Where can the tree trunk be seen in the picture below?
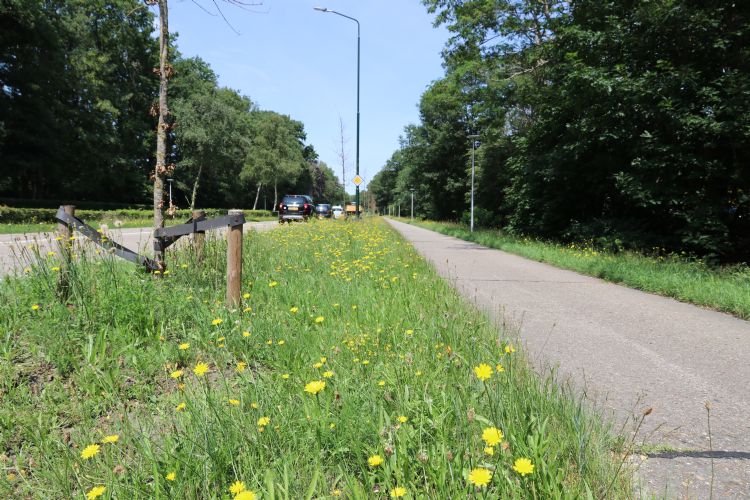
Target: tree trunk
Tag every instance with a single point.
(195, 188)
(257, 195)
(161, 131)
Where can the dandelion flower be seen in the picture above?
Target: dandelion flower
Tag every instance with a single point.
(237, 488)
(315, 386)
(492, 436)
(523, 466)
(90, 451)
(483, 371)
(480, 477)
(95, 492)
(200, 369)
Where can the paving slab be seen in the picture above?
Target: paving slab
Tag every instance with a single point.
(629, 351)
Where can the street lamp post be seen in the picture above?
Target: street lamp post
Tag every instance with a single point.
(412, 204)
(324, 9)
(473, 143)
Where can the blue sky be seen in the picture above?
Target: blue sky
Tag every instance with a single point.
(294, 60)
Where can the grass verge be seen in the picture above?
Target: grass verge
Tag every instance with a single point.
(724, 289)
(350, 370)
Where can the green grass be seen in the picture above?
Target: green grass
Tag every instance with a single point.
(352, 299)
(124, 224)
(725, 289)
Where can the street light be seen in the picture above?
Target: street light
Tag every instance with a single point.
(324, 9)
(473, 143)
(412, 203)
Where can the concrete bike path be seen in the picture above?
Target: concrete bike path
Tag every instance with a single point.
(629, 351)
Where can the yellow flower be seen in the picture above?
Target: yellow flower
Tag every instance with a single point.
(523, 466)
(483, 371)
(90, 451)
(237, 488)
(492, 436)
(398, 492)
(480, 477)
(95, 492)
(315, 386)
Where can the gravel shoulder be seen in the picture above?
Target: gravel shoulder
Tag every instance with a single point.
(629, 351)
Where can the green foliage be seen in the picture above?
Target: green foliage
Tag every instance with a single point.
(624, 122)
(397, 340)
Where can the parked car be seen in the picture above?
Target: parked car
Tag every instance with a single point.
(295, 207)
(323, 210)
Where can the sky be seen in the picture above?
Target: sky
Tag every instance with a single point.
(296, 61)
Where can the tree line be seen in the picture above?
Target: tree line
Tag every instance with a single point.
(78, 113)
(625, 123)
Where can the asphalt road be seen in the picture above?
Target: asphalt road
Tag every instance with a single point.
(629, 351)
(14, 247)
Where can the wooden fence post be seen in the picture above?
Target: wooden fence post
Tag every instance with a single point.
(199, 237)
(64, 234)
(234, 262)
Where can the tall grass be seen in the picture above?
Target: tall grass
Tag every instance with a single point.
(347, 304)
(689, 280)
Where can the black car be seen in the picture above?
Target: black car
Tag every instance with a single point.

== == ==

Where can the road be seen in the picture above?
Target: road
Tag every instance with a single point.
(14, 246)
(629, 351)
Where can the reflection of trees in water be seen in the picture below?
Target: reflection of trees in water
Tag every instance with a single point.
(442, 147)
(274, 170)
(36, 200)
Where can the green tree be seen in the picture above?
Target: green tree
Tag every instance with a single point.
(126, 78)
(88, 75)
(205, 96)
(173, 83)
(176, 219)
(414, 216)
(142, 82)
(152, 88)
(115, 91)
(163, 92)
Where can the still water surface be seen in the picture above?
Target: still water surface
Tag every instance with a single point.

== == ==

How many lines in the records above contain the word "still"? Reply with the number only.

2